_WHAT THE EXERCISE ASKS:_ Copy every line of the entries that includes the word "below".

_Records drawn from a dataset:_
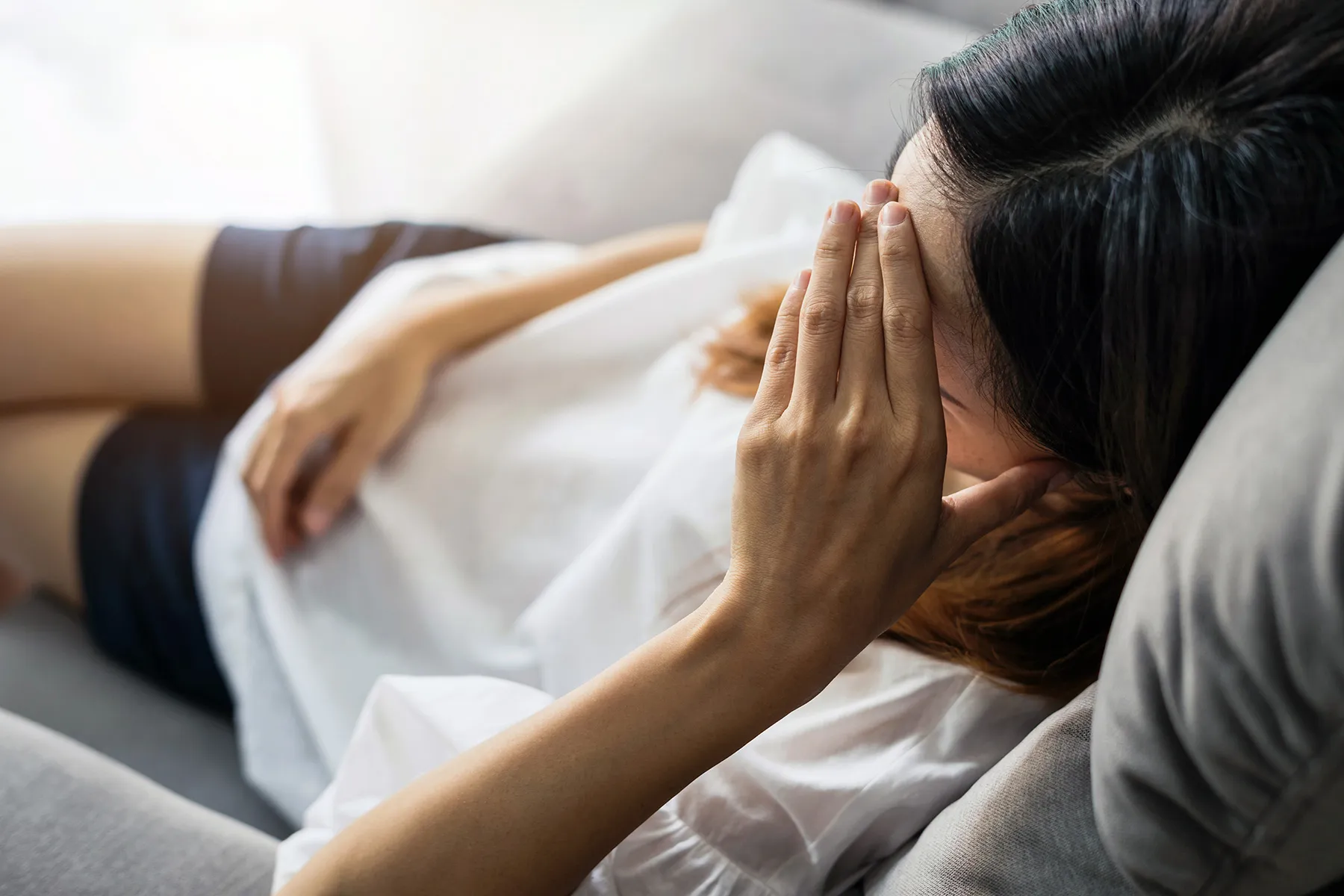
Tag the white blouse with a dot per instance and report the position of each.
(562, 497)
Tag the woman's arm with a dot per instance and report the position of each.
(838, 527)
(456, 320)
(362, 396)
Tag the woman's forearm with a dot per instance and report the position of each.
(452, 320)
(538, 806)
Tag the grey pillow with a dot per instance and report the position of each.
(78, 824)
(659, 137)
(1024, 829)
(1218, 743)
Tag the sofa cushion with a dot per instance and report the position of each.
(1218, 743)
(659, 137)
(78, 824)
(1024, 829)
(53, 675)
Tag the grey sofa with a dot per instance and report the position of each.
(1206, 761)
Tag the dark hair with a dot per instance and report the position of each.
(1145, 186)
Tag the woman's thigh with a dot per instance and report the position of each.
(43, 457)
(101, 314)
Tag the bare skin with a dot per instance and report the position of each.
(102, 319)
(844, 438)
(96, 319)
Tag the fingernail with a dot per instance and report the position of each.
(1060, 481)
(893, 214)
(844, 213)
(878, 193)
(316, 521)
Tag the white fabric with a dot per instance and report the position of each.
(562, 497)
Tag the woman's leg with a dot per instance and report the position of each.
(102, 314)
(43, 457)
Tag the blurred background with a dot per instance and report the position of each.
(564, 119)
(282, 111)
(276, 111)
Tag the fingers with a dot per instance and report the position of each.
(783, 355)
(974, 514)
(340, 479)
(270, 476)
(862, 354)
(821, 323)
(906, 316)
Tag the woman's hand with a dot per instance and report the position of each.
(839, 523)
(332, 421)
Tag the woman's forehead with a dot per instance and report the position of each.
(939, 228)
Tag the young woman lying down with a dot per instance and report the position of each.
(551, 568)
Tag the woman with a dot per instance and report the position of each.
(1115, 205)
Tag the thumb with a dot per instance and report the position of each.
(972, 514)
(339, 480)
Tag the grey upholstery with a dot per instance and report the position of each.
(1024, 829)
(75, 824)
(1218, 758)
(50, 673)
(988, 13)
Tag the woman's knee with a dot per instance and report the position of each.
(43, 455)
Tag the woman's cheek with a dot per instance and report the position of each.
(980, 450)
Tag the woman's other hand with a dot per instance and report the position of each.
(332, 421)
(839, 523)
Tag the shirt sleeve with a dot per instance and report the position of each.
(804, 809)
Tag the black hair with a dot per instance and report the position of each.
(1145, 187)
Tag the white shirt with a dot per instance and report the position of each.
(562, 497)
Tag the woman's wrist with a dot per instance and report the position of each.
(788, 659)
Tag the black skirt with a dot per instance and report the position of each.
(265, 297)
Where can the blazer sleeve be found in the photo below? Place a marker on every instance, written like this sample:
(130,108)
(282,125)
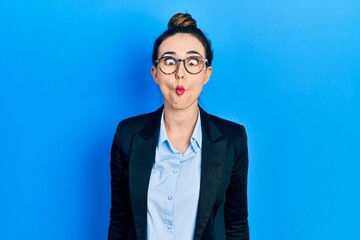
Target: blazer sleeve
(120,215)
(236,208)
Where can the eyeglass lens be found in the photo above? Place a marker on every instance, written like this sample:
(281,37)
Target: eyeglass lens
(169,65)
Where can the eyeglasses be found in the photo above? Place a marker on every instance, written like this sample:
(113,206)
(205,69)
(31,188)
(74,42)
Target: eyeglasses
(193,64)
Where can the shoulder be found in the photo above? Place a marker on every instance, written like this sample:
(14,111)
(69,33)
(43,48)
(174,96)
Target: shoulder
(229,129)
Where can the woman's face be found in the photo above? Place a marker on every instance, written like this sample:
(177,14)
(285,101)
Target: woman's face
(181,89)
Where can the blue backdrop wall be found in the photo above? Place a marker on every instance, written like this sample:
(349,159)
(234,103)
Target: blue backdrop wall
(71,70)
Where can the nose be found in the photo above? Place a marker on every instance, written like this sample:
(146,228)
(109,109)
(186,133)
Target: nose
(180,72)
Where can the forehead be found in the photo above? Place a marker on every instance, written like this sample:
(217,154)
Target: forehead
(181,44)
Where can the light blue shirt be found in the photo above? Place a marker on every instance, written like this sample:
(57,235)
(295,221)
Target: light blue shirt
(174,188)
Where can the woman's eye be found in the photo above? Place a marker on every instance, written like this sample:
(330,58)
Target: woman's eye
(169,61)
(193,62)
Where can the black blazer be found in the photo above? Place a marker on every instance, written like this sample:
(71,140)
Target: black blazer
(222,208)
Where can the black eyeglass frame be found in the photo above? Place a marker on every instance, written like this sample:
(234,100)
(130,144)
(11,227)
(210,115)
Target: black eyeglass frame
(177,60)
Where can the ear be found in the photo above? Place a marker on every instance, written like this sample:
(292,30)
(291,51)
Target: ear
(208,72)
(154,74)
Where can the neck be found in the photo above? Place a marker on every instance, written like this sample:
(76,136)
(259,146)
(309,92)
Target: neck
(184,119)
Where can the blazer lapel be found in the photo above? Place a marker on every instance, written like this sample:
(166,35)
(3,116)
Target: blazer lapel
(212,162)
(141,161)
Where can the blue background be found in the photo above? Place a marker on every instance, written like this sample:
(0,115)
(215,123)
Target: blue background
(289,71)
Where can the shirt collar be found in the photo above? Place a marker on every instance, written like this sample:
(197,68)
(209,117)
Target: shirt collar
(196,138)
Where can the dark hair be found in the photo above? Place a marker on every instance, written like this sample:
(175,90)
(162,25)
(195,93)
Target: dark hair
(183,23)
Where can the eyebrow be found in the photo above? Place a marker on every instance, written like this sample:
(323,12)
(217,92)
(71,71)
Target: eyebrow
(174,53)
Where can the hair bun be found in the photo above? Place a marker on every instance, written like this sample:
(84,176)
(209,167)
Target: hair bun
(181,20)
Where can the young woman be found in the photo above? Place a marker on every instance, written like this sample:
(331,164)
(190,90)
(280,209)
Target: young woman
(179,173)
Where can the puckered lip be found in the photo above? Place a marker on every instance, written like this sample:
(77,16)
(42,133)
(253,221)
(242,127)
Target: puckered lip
(180,90)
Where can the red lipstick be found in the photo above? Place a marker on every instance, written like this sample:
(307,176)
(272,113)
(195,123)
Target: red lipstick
(180,90)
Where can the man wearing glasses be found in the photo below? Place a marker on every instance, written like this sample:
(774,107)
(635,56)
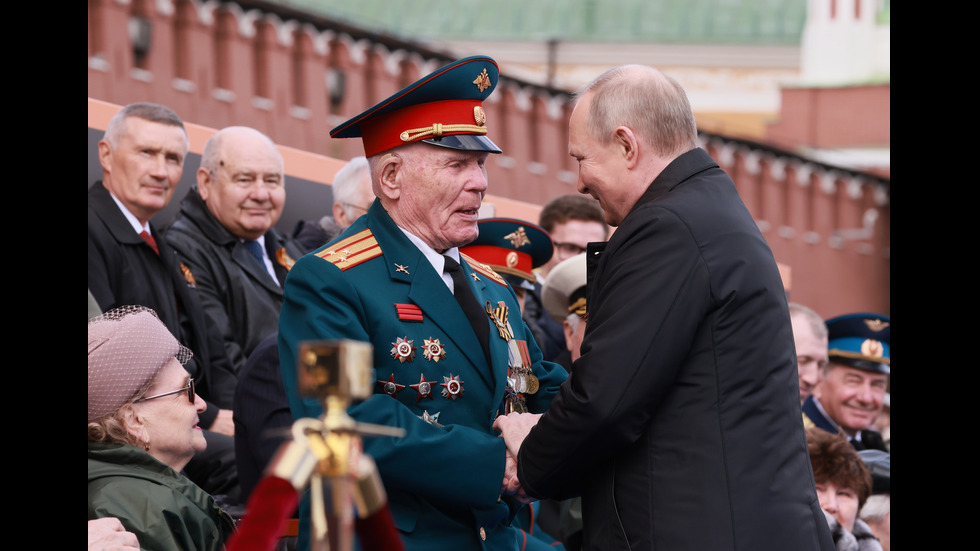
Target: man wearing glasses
(572,221)
(352,197)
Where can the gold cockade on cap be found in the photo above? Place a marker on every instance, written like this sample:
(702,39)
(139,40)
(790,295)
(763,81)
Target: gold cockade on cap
(483,80)
(873,348)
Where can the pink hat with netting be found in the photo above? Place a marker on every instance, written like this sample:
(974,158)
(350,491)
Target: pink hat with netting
(127,347)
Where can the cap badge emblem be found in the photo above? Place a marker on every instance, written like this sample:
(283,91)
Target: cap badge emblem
(480,116)
(483,80)
(518,238)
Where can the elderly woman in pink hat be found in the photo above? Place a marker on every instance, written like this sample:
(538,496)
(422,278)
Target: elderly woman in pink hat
(142,430)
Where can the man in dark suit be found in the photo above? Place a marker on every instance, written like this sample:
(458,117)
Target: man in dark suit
(224,234)
(396,279)
(142,156)
(679,424)
(851,394)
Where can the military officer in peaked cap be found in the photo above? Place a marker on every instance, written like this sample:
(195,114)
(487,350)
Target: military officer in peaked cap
(389,279)
(851,395)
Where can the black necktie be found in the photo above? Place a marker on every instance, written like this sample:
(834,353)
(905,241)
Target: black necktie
(471,307)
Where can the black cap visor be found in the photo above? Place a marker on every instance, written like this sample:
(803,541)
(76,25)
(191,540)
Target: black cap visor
(467,142)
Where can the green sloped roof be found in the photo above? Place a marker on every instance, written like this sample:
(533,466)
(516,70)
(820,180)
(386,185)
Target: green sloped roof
(762,22)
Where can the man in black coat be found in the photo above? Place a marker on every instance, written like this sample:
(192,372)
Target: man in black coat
(142,156)
(679,425)
(239,197)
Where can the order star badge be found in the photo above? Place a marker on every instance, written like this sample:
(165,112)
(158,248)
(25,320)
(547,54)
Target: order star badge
(433,350)
(403,350)
(453,387)
(390,387)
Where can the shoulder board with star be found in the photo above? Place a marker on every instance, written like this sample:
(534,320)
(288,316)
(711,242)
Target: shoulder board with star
(484,269)
(350,252)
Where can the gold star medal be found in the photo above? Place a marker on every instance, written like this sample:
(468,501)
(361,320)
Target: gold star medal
(424,389)
(453,387)
(390,387)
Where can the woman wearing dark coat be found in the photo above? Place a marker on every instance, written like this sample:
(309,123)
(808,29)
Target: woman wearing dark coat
(142,430)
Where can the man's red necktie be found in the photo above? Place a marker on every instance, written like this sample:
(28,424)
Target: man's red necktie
(149,239)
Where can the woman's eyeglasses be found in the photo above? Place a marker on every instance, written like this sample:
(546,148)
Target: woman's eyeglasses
(189,389)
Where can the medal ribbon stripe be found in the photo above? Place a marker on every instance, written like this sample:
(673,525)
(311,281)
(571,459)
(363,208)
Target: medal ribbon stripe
(352,251)
(408,312)
(525,355)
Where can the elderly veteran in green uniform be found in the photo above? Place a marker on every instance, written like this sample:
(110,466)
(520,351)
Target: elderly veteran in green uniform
(851,395)
(441,375)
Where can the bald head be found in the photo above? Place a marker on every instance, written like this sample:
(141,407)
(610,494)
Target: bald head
(652,104)
(241,180)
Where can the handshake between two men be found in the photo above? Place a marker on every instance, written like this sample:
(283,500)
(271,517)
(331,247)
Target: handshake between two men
(514,428)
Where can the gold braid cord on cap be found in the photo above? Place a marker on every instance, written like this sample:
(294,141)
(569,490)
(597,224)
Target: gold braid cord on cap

_RESPONSE TO THIS EXERCISE:_
Where can the blazer sleeve be found in the photo below? Place a marker on every instance, written like this sample:
Where can the man wearing glasses be found in the photo below? Place a marker on every instance, written like this sample:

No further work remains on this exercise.